▸ Work to do: Locate each line in the records below that contains the word "white", and copy those lines in full. Treat uppercase and lowercase letters as different.

▸ Exercise materials:

--- start ---

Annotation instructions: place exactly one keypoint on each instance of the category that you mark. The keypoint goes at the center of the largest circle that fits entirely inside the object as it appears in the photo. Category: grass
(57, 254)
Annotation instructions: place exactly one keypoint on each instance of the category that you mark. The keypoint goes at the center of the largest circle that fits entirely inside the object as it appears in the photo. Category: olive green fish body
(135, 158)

--- end ---
--- start ---

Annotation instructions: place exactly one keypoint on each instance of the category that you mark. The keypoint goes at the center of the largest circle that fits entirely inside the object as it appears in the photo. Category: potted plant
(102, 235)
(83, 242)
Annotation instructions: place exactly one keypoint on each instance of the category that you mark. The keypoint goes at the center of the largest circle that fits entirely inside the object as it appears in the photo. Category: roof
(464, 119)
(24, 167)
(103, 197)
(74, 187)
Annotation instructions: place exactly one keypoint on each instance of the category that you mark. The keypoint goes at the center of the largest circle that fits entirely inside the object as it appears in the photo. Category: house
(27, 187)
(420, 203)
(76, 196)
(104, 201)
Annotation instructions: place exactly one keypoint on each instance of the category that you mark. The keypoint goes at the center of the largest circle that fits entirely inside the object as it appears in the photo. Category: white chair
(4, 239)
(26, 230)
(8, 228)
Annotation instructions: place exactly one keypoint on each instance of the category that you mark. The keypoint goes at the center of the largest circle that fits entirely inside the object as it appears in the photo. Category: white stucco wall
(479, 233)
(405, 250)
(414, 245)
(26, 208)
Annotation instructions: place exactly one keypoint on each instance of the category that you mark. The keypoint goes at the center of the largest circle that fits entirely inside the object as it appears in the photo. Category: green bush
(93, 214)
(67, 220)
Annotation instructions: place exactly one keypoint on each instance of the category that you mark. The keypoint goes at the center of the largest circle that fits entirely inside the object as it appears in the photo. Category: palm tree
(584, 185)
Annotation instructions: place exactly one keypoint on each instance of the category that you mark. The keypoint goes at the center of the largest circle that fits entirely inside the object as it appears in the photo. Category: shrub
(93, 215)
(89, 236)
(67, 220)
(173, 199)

--- end ---

▸ Answer in full:
Annotation instructions: place exactly one keypoint on each instance of the category that you mark. The keypoint goes at the center of the largest circle that fits entirely inside the object as it appears in the photo. Category: white chair
Annotation instructions: place exactly one keypoint on each instance of the category that you mark. The keypoint goes at the center of the largest circle that fits entirely inside the object as it appears in the photo. Category: white stucco wall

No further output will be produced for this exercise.